-- PASSAGE PROVIDED --
FINANCIAL DECISION makers within SMEs appear unaware of a source of business funding that could put them back in control of their financing, while reducing loan risk: pension-led funding.

With pension-led business funding the financing comes directly through the owners’ pension funds. Based on current pension valuations, this could inject £100bn or more back into the UK’s SME economy.

The value of IP
One specific area of pension-led business funding leverages the value of intellectual property (IP) held by the company. This is one of the most valuable, but least exploited, assets of most businesses. It is a little known fact that the vast majority of business assets reside in IP, which includes patents, trademarks, brands and even website domains.

When it comes to asset value, in 2010 the World Bank estimated that royalty and licence fees alone generated £5.25bn in the UK. In April 2012, a government report from the UK’s Intellectual Property Office opened with the statement: “Achieving strong, sustainable and balanced economic growth is the government’s economic policy priority and IP is an increasingly important means of supporting growth.”

-- Saved entries --
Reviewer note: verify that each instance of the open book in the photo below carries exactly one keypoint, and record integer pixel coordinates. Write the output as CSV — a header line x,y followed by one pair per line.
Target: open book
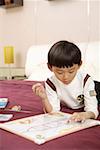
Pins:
x,y
44,127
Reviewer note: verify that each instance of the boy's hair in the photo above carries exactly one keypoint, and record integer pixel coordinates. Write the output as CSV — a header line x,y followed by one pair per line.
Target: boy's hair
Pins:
x,y
64,54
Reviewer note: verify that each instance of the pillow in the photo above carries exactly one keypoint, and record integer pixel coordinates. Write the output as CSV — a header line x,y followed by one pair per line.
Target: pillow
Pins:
x,y
36,63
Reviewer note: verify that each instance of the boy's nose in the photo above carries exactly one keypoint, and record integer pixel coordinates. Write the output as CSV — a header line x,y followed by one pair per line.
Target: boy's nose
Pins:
x,y
65,76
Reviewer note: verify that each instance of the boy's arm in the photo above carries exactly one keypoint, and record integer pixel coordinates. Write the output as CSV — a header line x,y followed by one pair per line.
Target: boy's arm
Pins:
x,y
39,90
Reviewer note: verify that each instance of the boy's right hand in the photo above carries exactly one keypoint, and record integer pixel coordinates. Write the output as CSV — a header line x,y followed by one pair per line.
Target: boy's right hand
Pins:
x,y
39,90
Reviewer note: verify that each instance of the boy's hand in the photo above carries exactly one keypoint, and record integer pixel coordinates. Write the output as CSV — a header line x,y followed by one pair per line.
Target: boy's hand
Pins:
x,y
39,90
81,116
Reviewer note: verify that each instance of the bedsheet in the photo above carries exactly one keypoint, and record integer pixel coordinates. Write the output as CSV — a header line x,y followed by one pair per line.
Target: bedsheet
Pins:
x,y
20,93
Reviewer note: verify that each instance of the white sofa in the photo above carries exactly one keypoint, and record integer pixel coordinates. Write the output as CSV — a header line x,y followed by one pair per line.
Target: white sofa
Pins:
x,y
36,61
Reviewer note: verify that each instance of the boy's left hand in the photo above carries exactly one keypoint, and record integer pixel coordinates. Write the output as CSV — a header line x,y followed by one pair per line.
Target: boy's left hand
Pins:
x,y
80,116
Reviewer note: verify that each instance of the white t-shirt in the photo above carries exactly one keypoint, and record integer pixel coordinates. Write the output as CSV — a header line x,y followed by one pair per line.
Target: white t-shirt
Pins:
x,y
71,94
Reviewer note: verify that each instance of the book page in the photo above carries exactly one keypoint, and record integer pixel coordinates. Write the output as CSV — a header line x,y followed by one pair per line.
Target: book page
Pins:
x,y
44,127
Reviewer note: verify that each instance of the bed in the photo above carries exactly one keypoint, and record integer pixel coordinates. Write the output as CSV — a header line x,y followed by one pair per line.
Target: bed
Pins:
x,y
20,93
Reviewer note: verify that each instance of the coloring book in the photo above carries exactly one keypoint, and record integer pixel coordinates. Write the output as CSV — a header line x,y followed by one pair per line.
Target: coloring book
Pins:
x,y
44,127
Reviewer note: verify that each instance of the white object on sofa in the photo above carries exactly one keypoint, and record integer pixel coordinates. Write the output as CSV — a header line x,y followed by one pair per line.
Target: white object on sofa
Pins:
x,y
36,61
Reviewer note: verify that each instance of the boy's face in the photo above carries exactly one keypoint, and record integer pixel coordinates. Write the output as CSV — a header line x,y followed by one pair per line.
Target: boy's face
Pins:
x,y
65,75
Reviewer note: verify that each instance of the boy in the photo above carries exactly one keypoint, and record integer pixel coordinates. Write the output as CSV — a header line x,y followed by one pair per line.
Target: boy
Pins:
x,y
68,85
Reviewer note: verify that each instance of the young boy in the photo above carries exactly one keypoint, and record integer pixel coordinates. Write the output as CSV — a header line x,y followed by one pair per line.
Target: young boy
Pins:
x,y
68,84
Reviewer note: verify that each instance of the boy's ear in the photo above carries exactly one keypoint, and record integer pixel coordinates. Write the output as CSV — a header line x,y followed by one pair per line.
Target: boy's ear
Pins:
x,y
49,66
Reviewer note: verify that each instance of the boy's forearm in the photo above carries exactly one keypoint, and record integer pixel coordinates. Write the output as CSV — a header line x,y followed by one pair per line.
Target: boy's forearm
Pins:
x,y
46,105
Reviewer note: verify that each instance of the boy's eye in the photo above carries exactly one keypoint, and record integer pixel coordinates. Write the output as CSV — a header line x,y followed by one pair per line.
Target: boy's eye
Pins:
x,y
71,71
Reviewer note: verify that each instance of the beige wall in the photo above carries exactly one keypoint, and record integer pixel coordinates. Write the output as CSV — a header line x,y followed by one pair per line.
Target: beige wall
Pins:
x,y
43,22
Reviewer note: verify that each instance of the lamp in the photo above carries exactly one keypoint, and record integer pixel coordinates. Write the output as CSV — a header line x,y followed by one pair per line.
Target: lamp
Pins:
x,y
9,58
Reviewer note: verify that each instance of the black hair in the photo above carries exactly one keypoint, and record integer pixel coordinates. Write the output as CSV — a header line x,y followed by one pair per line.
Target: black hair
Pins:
x,y
64,54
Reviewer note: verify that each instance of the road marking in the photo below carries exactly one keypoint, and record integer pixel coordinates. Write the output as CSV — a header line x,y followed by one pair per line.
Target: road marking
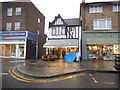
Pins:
x,y
107,82
24,79
99,82
93,78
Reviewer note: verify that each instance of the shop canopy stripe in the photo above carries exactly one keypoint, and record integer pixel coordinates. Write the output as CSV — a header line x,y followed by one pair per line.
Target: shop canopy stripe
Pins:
x,y
62,43
111,41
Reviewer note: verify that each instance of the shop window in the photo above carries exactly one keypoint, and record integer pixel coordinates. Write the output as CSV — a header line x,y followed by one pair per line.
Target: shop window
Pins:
x,y
13,50
21,51
2,50
7,50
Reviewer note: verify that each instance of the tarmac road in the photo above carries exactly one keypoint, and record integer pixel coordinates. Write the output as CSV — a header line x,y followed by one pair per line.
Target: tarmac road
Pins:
x,y
81,80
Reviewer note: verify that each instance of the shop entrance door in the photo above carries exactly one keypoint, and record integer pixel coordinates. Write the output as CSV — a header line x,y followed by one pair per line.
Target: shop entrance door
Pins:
x,y
2,50
20,51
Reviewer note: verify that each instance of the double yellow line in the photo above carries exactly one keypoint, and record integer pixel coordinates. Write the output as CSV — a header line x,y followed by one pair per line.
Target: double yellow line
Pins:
x,y
24,79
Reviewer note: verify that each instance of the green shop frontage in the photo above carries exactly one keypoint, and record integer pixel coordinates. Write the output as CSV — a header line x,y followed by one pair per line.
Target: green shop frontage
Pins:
x,y
104,45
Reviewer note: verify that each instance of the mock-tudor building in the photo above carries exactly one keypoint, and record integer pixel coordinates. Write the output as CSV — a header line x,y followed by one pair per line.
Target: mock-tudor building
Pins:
x,y
64,34
100,29
22,31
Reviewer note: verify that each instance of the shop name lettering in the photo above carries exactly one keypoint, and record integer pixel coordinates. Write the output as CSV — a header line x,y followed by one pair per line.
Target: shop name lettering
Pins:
x,y
14,34
104,35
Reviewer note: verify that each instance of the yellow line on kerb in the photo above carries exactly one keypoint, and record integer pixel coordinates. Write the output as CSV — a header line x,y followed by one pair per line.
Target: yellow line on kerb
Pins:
x,y
21,78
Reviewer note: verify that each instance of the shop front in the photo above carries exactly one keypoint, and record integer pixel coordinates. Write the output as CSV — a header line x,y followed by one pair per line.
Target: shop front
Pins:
x,y
15,44
61,47
102,45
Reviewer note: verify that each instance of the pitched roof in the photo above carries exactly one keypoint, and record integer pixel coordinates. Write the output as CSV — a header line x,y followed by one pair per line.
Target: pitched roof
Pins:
x,y
74,21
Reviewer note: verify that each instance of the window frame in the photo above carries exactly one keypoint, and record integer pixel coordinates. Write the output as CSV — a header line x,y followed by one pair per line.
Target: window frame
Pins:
x,y
92,7
8,27
98,24
18,12
117,6
9,11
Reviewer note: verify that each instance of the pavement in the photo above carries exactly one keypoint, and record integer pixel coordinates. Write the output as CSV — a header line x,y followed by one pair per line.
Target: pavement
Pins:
x,y
48,69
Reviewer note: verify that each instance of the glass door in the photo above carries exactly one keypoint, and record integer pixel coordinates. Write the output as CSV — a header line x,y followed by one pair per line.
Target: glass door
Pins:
x,y
20,51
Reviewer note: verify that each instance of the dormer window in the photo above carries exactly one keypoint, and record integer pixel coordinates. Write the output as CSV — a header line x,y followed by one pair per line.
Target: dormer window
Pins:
x,y
59,21
96,9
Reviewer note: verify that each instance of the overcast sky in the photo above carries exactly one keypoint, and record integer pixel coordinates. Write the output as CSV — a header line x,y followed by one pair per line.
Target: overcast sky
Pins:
x,y
66,8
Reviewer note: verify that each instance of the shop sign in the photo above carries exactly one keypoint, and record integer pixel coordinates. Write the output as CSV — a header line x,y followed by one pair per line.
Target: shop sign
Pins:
x,y
13,34
104,35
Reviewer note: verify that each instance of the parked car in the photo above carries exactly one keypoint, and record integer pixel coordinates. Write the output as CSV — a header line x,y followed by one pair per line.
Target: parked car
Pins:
x,y
117,62
49,57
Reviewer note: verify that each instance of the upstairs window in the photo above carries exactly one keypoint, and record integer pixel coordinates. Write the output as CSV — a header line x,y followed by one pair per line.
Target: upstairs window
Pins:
x,y
116,7
17,25
96,9
18,11
8,26
9,11
99,24
57,31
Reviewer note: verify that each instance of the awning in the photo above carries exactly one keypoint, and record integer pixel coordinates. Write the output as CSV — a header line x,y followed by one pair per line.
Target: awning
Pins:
x,y
62,43
108,41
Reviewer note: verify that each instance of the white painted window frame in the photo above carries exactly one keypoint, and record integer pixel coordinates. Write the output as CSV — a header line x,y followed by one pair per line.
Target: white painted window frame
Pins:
x,y
9,11
93,7
106,22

-- GIVEN TASK A --
In the passage on pension-led funding, what amount did the World Bank estimate that royalty and license fees generated in the UK in 2010?
-- GIVEN TASK B --
Do these statements agree with the passage on pension-led funding? Answer yes or no for each, quoting the words that decide it. (i) With pension-led funding, the money comes through the owners' pension funds. (ii) IP is one of the most heavily exploited assets of most businesses. (iii) The report from the UK's Intellectual Property Office came out in April 2012.

-- PROBLEM SOLUTION A --
£5.25bn.

-- PROBLEM SOLUTION B --
(i) Yes: "the financing comes directly through the owners’ pension funds"
(ii) No: "one of the most valuable, but least exploited, assets of most businesses"
(iii) Yes: "In April 2012, a government report from the UK’s Intellectual Property Office"